··· Zu prüfender Abschnitt

Gefährliche chemische Reaktionen: Auch 18 Tage nach dem Unfall auf dem Rhein ist nicht klar, ob die Ladung des Tankers geborgen werden kann.

Die Nixe mit den langen, goldenen Haaren ist seit jeher berüchtigt. Schon im Mittelalter zerschellte so mancher hölzerne Nachen in der engen Rheinkurve, weil die blasse Jungfrau auf dem Schieferfelsen dem Kapitän die Sinne verstellt hatte.

Bis heute gilt die Flussenge zwischen Oberwesel und St. Goar als gefährlichste Stelle auf deutschen Binnenwasserstraßen. Riskant ist vor allem der Kurs stromabwärts, weil bei der „Talfahrt“ die Kurvenmanöver etwa dreimal so schnell gefahren werden müssen wie bei der „Bergfahrt“. Schiffsruder haben nur dann eine Steuerwirkung, wenn das Wasserfahrzeug deutlich schneller als die Fließgeschwindigkeit des Wassers ist. Zuletzt prallte hier 2003 ein Ausflugsschiff an die Felsen, 41 Passagiere erlitten Verletzungen.

······
··· Angaben

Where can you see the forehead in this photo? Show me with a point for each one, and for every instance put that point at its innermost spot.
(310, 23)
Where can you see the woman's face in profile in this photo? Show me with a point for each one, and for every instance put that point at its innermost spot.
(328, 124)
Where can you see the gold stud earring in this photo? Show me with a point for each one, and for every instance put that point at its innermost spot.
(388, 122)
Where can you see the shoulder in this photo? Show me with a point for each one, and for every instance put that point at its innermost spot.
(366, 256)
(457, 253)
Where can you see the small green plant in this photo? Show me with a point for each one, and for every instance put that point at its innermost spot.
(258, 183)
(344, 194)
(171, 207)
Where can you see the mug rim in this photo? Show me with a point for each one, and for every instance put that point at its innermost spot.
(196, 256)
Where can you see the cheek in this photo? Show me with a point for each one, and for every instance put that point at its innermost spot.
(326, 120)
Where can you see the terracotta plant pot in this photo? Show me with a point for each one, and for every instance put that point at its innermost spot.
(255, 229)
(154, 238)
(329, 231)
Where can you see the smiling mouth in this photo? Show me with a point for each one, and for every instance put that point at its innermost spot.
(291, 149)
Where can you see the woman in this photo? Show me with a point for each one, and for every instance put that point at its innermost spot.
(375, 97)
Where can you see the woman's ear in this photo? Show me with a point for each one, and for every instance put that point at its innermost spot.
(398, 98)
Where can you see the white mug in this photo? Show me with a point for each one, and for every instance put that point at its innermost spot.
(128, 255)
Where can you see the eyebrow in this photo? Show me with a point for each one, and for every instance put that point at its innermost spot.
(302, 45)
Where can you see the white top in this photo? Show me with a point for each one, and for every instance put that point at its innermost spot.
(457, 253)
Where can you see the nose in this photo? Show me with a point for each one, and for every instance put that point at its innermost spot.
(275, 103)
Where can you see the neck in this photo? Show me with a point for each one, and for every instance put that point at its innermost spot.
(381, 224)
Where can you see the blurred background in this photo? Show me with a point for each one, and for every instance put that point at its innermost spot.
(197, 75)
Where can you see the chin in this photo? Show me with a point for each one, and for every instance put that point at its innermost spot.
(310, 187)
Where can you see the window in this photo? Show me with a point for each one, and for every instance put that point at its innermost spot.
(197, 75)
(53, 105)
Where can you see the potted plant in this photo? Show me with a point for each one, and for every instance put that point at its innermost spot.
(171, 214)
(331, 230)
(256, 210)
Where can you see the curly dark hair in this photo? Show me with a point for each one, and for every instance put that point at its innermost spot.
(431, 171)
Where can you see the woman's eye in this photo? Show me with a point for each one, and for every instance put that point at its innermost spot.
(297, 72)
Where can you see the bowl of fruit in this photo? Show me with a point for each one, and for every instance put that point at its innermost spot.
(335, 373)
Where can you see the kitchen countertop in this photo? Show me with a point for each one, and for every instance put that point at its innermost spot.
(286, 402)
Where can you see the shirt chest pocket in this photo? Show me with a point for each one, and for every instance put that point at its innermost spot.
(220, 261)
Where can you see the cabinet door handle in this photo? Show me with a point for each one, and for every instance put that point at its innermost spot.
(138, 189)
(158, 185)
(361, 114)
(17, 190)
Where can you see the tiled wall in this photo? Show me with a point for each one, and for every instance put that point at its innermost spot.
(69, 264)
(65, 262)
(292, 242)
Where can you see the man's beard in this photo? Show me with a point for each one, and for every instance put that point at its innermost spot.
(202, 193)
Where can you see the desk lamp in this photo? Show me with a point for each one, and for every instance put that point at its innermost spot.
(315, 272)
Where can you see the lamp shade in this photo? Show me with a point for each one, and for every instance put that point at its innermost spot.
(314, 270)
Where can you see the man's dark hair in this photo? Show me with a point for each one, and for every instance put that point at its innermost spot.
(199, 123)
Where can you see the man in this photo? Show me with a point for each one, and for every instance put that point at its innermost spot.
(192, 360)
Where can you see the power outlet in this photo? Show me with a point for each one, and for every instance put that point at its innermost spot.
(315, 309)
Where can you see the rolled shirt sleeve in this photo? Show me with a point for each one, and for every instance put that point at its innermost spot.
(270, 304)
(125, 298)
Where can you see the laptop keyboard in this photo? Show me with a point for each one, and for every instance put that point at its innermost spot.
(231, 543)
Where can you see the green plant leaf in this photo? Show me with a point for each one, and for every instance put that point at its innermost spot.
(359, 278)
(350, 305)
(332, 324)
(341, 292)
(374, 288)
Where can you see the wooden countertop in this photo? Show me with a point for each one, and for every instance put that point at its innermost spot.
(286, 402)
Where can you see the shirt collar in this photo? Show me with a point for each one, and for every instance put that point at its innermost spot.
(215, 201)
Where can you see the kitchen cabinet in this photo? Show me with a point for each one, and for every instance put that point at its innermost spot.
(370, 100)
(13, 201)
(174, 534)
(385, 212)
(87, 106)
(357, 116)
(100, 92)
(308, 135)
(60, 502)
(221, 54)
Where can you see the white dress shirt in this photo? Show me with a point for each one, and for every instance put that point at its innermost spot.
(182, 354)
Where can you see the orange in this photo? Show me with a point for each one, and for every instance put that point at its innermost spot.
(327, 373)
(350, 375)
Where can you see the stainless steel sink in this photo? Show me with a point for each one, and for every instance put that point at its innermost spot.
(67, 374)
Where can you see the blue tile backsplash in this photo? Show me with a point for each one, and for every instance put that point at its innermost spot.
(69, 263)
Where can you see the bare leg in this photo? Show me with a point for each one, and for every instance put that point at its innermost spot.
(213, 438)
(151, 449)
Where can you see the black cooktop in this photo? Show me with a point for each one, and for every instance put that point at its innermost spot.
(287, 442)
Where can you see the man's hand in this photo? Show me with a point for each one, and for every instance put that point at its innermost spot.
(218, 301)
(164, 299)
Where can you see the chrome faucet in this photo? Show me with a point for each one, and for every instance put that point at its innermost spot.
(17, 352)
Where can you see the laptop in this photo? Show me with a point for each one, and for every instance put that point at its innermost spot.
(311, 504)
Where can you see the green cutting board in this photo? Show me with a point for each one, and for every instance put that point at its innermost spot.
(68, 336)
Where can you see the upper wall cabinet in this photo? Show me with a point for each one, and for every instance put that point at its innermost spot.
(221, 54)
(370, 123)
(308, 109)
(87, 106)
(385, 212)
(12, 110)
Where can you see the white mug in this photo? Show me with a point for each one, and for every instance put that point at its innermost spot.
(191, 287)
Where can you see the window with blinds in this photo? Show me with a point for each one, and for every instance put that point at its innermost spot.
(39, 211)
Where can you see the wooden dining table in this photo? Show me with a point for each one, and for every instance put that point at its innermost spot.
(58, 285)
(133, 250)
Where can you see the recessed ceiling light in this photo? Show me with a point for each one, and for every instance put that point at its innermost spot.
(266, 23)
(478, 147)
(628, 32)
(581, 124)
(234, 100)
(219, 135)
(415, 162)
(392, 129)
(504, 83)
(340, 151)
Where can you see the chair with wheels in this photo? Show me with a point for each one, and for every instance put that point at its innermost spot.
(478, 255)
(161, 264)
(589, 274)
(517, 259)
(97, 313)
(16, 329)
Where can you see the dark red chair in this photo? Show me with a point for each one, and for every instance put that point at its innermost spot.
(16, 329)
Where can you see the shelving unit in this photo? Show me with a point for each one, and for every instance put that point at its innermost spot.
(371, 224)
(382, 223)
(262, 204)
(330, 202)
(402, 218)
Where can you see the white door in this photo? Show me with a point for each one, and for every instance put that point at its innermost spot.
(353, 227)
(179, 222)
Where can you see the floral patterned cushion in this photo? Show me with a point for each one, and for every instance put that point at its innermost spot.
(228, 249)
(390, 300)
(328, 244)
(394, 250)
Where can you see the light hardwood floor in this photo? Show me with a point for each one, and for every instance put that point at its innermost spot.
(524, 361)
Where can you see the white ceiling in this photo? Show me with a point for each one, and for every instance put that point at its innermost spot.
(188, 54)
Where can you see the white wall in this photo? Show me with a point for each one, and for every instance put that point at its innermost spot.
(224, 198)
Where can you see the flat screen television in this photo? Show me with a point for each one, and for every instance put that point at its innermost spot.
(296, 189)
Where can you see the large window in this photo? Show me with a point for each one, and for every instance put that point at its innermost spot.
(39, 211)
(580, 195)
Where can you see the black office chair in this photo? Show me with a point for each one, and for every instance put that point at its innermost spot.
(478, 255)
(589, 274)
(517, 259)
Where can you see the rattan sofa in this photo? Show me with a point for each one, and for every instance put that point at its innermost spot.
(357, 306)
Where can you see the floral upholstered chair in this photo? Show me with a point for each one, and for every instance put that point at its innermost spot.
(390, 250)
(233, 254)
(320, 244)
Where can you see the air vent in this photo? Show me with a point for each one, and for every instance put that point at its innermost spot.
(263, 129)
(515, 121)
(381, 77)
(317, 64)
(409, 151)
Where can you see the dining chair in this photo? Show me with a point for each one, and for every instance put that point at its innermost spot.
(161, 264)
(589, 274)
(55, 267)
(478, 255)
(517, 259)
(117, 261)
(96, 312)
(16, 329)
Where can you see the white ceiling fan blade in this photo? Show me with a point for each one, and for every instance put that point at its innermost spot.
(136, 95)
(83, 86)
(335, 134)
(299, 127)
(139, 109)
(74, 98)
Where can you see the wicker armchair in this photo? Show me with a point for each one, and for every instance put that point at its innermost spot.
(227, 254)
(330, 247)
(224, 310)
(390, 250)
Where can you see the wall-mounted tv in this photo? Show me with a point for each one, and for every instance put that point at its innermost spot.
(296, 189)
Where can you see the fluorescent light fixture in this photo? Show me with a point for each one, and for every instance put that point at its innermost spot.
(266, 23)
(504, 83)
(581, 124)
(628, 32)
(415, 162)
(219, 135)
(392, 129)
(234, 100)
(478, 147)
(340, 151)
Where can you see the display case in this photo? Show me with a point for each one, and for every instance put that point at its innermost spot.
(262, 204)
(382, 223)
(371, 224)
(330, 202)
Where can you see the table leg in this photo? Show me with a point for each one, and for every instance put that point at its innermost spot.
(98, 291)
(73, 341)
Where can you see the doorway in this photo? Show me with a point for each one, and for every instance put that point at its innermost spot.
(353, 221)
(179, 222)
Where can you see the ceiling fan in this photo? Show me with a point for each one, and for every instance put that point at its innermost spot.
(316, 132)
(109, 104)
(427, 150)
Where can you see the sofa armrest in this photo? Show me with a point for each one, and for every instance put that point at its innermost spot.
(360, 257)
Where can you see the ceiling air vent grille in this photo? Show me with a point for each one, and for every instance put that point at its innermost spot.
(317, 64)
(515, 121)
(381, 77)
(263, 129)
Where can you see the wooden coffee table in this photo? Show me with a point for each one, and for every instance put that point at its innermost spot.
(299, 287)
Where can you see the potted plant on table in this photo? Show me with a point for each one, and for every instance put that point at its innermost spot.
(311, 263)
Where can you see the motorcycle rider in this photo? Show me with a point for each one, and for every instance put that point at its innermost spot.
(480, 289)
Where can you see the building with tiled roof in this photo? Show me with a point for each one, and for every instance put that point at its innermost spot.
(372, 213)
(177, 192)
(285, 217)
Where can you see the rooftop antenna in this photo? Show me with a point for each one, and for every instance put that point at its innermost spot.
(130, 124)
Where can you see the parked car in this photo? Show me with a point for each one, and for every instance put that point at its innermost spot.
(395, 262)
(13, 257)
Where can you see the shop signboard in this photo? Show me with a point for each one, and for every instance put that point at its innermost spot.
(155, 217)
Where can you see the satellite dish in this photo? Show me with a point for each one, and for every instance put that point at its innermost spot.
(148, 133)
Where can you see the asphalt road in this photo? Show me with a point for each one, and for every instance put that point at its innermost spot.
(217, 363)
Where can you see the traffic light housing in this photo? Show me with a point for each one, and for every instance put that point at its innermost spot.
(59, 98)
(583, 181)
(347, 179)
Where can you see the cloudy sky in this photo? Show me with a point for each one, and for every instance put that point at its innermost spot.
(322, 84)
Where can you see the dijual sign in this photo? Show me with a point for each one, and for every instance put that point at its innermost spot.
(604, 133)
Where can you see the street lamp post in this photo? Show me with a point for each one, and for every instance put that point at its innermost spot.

······

§ **Arbeitsauftrag A**: Übertrage diesen Satz aus dem zu prüfenden Abschnitt ins Englische: „Schiffsruder haben nur dann eine Steuerwirkung, wenn das Wasserfahrzeug deutlich schneller als die Fließgeschwindigkeit des Wassers ist.“
§ **Arbeitsauftrag B**:
Beantworte anhand des zu prüfenden Abschnitts diese Fragen:
(i) Wie viele Tage nach dem Unfall ist noch nicht klar, ob die Ladung des Tankers geborgen werden kann?
(ii) Zwischen welchen beiden Orten liegt die Flussenge?
(iii) Wie viele Passagiere erlitten 2003 Verletzungen?
§ **Arbeitsauftrag C**: Ändere im zu prüfenden Abschnitt die Stelle von „Bis heute gilt“ bis einschließlich „Passagiere erlitten Verletzungen.“ so, dass „Ausflugsschiff“ durch „Passagierschiff“ ersetzt ist.

§ **Schriftliche Antwort A**: Ship rudders only have a steering effect when the vessel is significantly faster than the flow speed of the water.

§ **Schriftliche Antwort B**:
(i) 18 Tage
(ii) Zwischen Oberwesel und St. Goar
(iii) 41 Passagiere

§ **Schriftliche Antwort C**:
Bis heute gilt die Flussenge zwischen Oberwesel und St. Goar als gefährlichste Stelle auf deutschen Binnenwasserstraßen. Riskant ist vor allem der Kurs stromabwärts, weil bei der „Talfahrt“ die Kurvenmanöver etwa dreimal so schnell gefahren werden müssen wie bei der „Bergfahrt“. Schiffsruder haben nur dann eine Steuerwirkung, wenn das Wasserfahrzeug deutlich schneller als die Fließgeschwindigkeit des Wassers ist. Zuletzt prallte hier 2003 ein Passagierschiff an die Felsen, 41 Passagiere erlitten Verletzungen.